Work to complete: Copy all of the entries below word for word, but leave the pictures out.

[Records from a dataset]
------------------------------
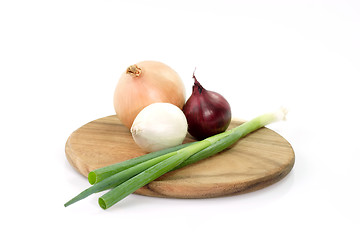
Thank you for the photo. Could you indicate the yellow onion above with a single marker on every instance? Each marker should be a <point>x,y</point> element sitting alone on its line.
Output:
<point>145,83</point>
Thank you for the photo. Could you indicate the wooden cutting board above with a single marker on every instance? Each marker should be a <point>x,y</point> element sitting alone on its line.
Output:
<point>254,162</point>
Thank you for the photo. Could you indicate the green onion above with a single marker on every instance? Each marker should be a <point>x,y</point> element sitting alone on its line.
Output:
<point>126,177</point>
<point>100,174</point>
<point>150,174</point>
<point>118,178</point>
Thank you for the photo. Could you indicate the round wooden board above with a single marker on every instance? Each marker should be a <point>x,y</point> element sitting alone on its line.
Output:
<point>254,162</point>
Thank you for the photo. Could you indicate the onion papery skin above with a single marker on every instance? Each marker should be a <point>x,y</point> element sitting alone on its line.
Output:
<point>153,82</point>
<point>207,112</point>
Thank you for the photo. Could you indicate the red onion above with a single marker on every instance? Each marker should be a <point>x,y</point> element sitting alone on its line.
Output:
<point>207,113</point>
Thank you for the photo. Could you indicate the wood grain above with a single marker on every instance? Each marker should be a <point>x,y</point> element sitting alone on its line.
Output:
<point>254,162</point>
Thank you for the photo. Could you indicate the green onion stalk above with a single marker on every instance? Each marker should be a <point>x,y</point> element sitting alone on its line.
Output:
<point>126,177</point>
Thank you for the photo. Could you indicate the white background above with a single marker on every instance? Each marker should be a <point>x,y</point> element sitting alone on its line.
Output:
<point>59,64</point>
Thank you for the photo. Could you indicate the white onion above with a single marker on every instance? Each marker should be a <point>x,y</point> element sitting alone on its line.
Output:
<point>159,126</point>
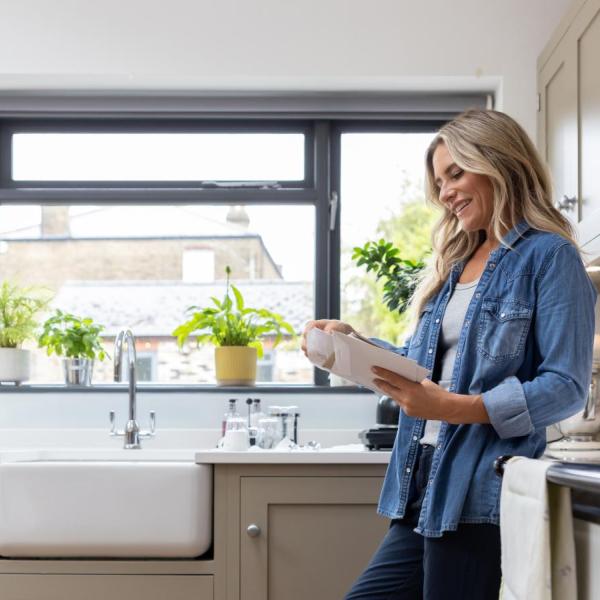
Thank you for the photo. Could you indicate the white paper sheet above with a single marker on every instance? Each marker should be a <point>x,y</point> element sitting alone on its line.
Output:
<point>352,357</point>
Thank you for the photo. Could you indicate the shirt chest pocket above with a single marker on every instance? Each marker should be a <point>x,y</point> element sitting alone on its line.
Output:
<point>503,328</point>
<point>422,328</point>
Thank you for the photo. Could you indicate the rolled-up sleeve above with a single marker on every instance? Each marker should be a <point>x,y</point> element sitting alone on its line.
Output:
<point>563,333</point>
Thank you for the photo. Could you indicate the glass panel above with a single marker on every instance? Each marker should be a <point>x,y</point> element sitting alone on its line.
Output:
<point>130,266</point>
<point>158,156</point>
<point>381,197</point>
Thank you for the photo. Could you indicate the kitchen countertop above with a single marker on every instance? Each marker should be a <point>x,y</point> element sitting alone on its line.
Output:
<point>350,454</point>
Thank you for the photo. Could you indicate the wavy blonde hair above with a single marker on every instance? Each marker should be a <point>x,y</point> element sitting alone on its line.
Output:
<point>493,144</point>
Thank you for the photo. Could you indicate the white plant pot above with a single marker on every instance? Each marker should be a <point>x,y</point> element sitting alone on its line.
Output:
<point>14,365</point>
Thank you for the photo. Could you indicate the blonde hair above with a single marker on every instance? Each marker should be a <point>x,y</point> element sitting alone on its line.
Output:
------------------------------
Result of the exercise:
Thank you for the photo. Could you indicate the yellow onion above with a single marker on every instance? Each marker should be a <point>x,y</point> element sitting alone on its line.
Output:
<point>145,83</point>
Thank you for the photo. Could you indicate the wooden cutting board above with a single marker on every instance? Each marker should be a <point>x,y</point> element sitting alone on its line.
Output:
<point>254,162</point>
Thank you for the photo. Could you indicate the green onion above with a single marker on every instance? Each marker should be a <point>x,y</point> element sitting alone on its line.
Output:
<point>126,177</point>
<point>100,174</point>
<point>150,174</point>
<point>118,178</point>
Thank you for the photo. Could you indicate the round wooden board above with a single marker on every instance? Each marker should be a <point>x,y</point> element sitting alone on its line.
Output:
<point>254,162</point>
Thank you for the photo. Could you indicate the onion papery skin above with a single marker on every instance? Each marker should be a <point>x,y</point> element sitting alone on its line.
Output:
<point>153,82</point>
<point>207,112</point>
Thank you for the photo. Could you indicate the red onion above with a single marker on every instance? Each marker should be a <point>x,y</point> element sitting alone on its line.
Output:
<point>207,113</point>
Thank you for the photo. Could you indicate the wood grain above with a single marker on every instance? Each marker should be a <point>x,y</point> element sitting alone on its line.
Output:
<point>254,162</point>
Thank you for the photo. Could you indicate the green onion stalk above with a single marker on every instance? Each marker should be a <point>x,y</point> element sitting alone on its line.
Output:
<point>126,177</point>
Thank you for the photo. Could you indicate the white background above with a single marker on every instance? Each marker should be a <point>x,y</point> element sitting alone on its line.
Output:
<point>59,64</point>
Thank you for the photo. Could you indicate the white onion above with a single marker on every instance? Each marker should be a <point>x,y</point> element sitting alone on its line.
Output:
<point>159,126</point>
Thank you for the photo. Could you indicate the white paper sheet above with a single marker on every instance? Each marker should be a <point>x,y</point> element sitting alone on its line.
Output:
<point>352,357</point>
Thank you for the photo. Could you indicate the shirt chest pocket above with a single marker on every instance? Each marker should be a <point>x,y</point> element sitting alone on its line.
Output:
<point>503,328</point>
<point>422,328</point>
Thank you for the photo. Could you indicate the rolled-up sleeve above with a single marker on every instance? Each marker should be a <point>x,y</point> element sitting alone on its line.
Output:
<point>563,333</point>
Thank you for the photo. Could you indicate the glass panel above with a single marker on every instance? Each marker should be a <point>x,y</point> element sitting alone on its line.
Output:
<point>130,266</point>
<point>158,156</point>
<point>381,197</point>
Thank you for the photo. Could you indicate the kitchen countertop above with a single marker on every instance? Each marker should be a <point>x,y</point> element sitting alone on its line.
Output:
<point>350,454</point>
Thank you for the photo. Could you indicate the wavy blonde hair above with a single marker on every instance? Each marker should be a <point>x,y</point> element sitting alone on its line.
Output:
<point>493,144</point>
Thank you for the photo. Could you indicate the white plant pot above with a single marker on every instance? Each marker should be a <point>x,y</point> element sitting alone on its line.
Output:
<point>14,365</point>
Thank you for the photo. Could you indicate the blonde hair above with a single marker on every instance? Each marker should be a <point>x,y</point> element sitting alone on its line.
Output:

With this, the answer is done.